— Set tasks —
1. Decide whether each statement agrees with the MTS library API text, answering yes or no and quoting the deciding words of the text: (a) The library offers three levels of API. (b) The CSMT Direct API is the recommended level. (c) The MerkleTreeStore record gives one uniform API for both implementations.
2. Write a continuation of the MTS library API text, starting after its final line.

— Text section —
▬▬▬

Library API
This page covers using the MTS library in Haskell applications. There are three levels of API:
- MTS Interface (recommended) - Implementation-agnostic
- CSMT Direct API - CSMT-specific operations
- MPF Direct API - MPF-specific operations
1. MTS Interface API (Recommended)
The MerkleTreeStore record provides a uniform API for both
implementations. See MTS Interface for the full type
definition.
Basic Usage
import MTS.Interface (MerkleTreeStore(..))
example :: MerkleTreeStore imp IO -> IO ()
example store = do
-- Insert
mtsInsert store "key1" "value1"
mtsInsert store "key2" "value2"
-- Root hash
mroot <- mtsRootHash store
print mroot
-- Inclusion proof
mp <- mtsMkProof store "key1"
case mp of
Nothing -> putStrLn "Key not found"
Just proof -> do
ok <- mtsVerifyProof store "value1" proof
print ok -- True
-- Batch insert
mtsBatchInsert store [("key3", "value3"), ("key4", "value4")]
-- Delete
mtsDelete store "key1"

▬▬▬

— Record extracts —
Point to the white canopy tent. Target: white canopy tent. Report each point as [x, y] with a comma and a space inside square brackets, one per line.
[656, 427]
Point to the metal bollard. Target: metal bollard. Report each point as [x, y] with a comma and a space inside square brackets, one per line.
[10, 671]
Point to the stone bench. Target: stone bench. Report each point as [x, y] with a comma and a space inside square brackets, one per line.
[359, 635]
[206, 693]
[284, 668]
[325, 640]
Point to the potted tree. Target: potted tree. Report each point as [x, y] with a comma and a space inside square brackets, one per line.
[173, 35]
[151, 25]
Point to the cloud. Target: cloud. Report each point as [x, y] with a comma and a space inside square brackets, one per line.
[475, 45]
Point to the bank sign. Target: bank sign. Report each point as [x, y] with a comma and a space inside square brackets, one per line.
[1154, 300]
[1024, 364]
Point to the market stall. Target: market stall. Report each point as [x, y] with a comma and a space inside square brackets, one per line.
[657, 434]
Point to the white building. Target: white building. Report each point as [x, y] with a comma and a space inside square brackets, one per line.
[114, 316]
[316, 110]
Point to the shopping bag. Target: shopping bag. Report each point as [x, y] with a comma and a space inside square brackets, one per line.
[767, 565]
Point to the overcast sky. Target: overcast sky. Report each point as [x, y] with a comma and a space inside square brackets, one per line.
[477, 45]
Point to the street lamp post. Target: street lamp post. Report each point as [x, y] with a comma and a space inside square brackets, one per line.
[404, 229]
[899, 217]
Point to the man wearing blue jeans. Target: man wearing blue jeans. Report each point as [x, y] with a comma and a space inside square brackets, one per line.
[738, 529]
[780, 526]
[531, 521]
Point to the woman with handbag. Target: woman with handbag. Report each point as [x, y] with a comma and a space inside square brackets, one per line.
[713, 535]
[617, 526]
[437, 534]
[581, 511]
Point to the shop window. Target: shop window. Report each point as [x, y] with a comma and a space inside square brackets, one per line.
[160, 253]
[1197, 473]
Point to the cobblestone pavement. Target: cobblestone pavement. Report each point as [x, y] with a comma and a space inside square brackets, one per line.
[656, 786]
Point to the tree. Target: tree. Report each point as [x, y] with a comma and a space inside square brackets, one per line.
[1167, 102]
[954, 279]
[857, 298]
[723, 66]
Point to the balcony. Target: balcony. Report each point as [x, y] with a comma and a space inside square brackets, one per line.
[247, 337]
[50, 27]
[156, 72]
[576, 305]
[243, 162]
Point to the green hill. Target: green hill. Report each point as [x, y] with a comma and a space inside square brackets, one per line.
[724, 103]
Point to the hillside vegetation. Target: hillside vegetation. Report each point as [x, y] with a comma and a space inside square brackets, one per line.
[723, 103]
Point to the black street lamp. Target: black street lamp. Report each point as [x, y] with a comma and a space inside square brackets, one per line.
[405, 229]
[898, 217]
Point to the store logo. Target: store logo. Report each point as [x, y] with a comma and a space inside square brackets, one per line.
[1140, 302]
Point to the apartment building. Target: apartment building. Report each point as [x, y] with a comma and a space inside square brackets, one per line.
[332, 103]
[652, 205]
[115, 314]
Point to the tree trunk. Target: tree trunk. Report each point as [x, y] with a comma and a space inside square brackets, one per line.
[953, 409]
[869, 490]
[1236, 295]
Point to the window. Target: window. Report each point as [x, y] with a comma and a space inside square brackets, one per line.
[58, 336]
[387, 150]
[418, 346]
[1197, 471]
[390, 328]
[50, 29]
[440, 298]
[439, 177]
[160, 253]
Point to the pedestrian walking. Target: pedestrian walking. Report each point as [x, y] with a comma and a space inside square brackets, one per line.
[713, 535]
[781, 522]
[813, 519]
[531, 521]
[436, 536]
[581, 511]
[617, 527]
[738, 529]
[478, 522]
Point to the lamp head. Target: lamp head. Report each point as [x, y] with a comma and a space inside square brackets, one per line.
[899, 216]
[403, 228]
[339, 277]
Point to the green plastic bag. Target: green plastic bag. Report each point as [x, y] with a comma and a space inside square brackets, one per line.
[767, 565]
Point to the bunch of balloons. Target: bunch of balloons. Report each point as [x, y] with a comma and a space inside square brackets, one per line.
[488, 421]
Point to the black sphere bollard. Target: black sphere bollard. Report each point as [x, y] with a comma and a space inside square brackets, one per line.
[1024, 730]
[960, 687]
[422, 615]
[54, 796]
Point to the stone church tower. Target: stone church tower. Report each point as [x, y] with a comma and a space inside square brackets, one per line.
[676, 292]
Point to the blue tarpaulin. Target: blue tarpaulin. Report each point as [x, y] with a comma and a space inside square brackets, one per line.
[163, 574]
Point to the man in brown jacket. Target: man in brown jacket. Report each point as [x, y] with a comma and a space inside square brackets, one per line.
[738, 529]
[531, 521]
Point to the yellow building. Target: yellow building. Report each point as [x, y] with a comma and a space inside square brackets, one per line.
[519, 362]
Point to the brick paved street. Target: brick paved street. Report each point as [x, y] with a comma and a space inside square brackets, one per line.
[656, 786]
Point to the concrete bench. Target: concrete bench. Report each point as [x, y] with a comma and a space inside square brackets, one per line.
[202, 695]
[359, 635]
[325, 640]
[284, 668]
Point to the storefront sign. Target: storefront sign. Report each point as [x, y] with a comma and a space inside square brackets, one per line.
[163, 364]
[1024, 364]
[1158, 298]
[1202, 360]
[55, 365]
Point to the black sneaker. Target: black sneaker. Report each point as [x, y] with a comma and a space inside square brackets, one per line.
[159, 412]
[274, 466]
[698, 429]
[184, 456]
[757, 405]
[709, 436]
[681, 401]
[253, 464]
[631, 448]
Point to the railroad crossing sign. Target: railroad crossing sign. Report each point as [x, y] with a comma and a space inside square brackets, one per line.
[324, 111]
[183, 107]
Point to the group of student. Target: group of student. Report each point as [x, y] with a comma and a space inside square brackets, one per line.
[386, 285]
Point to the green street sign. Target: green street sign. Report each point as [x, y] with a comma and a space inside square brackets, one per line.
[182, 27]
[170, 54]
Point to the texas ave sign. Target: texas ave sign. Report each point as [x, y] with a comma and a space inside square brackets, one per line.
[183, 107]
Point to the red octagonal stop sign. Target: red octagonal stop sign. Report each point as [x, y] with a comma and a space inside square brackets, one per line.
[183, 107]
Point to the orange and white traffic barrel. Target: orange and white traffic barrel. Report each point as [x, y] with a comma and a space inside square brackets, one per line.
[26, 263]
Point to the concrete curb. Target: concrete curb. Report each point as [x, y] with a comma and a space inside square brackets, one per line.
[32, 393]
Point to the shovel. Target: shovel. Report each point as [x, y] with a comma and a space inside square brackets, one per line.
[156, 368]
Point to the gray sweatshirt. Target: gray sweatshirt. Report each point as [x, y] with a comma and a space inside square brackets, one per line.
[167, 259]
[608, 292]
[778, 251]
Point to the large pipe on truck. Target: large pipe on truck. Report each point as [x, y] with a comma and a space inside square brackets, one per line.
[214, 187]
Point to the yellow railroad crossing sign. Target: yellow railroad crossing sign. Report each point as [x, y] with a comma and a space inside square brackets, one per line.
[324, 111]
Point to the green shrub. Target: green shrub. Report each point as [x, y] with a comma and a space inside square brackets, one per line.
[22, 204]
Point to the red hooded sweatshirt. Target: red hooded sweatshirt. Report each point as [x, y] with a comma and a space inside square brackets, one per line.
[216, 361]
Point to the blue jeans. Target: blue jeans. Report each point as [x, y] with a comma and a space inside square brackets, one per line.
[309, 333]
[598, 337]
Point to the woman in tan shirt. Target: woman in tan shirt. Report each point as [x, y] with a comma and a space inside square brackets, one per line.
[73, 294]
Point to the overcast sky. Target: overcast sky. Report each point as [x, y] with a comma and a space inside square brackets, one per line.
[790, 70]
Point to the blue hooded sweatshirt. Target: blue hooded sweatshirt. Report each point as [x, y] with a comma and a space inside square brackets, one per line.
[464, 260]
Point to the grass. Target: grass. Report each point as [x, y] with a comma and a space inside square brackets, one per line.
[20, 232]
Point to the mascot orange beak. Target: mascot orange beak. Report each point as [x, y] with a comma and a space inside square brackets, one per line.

▬▬▬

— Expected responses —
1.
(a) Yes: "There are three levels of API"
(b) No: "MTS Interface (recommended) - Implementation-agnostic"
(c) Yes: "The MerkleTreeStore record provides a uniform API for both implementations"

2.
Constructing Stores
See MTS Interface for csmtMerkleTreeStore
and mpfMerkleTreeStore constructor signatures and examples.
2. CSMT Direct API
For CSMT-specific features (completeness proofs, CBOR proof format, CLI
integration), use the mts:csmt sub-library directly.
Modules
| Module | Purpose |
|---|---|
CSMT |
Re-exports the public API |
CSMT.Hashes |
Blake2b-256 operations, fromKVHashes, hashHashing |
CSMT.Interface |
FromKV, Hashing, Indirect, root |
CSMT.Insertion |
inserting, expandToBucketDepth, mergeSubtreeRoots |
CSMT.Deletion |
deleting |
CSMT.Populate |
patchParallel, PatchOp — bucketed parallel replay |
CSMT.Proof.Insertion |
buildInclusionProof, verifyInclusionProof, computeRootHash |
CSMT.Proof.Completeness |
generateProof, collectValues, foldProof |
CSMT.Backend.RocksDB |
RocksDB persistent backend |
CSMT.Backend.Pure |
In-memory backend for testing |
CSMT.Backend.Standalone |
Column selectors and codecs |
CSMT.MTS |
CsmtImpl, Ops GADT, CommonOps, DbState, csmtMerkleTreeStore |
Insert and Delete
import CSMT.Hashes (fromKVHashes)
import CSMT.Insertion (inserting)
import CSMT.Deletion (deleting)
-- In a transaction context:
inserting fromKVHashes hashing StandaloneKVCol StandaloneCSMTCol "key" "value"
deleting fromKVHashes hashing StandaloneKVCol StandaloneCSMTCol "key"
Inclusion Proofs
import CSMT.Proof.Insertion (buildInclusionProof, verifyInclusionProof)
-- Generate (in transaction)
result <- buildInclusionProof fromKVHashes StandaloneKVCol StandaloneCSMTCol "key"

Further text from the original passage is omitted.